Requirements:
Reproduce the lines below word for word, from the first one up to and including the line that contains "0 263 1040 571".

══ Materials provided ══

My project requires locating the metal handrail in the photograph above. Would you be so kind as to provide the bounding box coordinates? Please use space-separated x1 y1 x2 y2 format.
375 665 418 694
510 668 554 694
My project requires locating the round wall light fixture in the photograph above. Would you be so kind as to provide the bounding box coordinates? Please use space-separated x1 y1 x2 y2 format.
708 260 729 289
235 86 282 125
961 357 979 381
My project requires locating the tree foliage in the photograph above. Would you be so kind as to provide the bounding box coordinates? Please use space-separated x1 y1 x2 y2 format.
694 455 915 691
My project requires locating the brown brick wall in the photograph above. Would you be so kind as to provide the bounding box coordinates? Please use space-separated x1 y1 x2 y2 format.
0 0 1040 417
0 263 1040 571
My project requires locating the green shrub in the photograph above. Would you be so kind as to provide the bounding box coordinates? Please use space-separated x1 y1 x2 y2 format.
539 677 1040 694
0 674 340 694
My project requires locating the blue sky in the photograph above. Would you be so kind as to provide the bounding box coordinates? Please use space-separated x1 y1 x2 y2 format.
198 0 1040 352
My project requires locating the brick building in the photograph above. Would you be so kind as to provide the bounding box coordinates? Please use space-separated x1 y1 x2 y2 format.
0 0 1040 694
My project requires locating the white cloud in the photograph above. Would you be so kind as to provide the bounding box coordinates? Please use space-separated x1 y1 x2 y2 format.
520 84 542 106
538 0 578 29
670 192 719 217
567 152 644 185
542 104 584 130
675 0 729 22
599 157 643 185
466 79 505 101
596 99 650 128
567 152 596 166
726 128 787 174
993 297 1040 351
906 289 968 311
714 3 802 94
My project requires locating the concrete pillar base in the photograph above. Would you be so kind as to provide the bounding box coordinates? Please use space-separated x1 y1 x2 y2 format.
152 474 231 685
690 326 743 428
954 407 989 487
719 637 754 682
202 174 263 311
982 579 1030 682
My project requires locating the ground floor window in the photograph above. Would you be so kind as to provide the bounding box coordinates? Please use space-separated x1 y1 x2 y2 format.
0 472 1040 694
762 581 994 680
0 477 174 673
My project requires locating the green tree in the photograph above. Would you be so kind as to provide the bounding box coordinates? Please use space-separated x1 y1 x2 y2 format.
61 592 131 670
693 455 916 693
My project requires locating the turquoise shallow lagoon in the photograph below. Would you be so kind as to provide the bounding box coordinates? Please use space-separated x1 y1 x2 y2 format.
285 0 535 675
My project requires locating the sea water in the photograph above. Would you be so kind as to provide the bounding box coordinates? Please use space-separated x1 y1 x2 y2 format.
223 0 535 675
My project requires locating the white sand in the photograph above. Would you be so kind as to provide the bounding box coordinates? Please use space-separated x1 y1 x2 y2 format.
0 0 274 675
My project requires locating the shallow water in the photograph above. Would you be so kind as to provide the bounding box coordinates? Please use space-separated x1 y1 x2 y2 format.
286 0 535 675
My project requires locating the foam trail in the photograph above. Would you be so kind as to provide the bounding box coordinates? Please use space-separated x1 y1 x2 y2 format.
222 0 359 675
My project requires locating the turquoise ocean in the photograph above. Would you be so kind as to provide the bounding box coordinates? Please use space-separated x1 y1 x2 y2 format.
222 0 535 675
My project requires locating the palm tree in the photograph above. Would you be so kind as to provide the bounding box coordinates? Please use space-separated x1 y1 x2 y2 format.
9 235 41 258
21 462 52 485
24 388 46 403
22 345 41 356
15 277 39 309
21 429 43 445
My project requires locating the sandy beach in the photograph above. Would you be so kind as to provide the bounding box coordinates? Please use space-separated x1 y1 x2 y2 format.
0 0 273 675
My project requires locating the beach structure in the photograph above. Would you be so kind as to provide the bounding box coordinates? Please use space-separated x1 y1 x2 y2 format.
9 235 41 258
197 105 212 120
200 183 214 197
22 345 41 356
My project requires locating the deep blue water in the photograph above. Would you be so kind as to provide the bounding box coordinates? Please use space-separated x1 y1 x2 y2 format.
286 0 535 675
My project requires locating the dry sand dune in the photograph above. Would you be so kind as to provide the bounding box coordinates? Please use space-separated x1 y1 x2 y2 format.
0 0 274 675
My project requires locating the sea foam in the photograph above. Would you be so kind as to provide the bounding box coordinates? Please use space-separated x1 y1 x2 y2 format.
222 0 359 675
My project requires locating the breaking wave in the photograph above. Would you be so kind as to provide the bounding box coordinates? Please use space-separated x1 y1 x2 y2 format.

═══

Answer in full:
My project requires locating the metal handrail in the photograph above. Would you be so kind as to provide the bounding box coordinates? Please use space-separated x1 y1 x2 y2 format.
375 665 418 694
510 668 554 694
My project requires locating the round wall light fixture in the photograph above. Would you be so kind as to provide the bounding box coordinates? Please use space-separated x1 y1 x2 y2 format.
708 260 729 289
235 86 282 125
961 357 979 381
My project requires locating the tree foliage in the photograph above. Would you be so kind as to provide the bounding box coordinates? Please use space-separated x1 y1 x2 y2 format.
694 455 915 691
My project requires locating the brown brick wall in the photograph above. Would you be so kind as to provide the bounding box coordinates? Please use space-separated x1 y1 x2 y2 format.
0 0 1040 417
0 263 1040 571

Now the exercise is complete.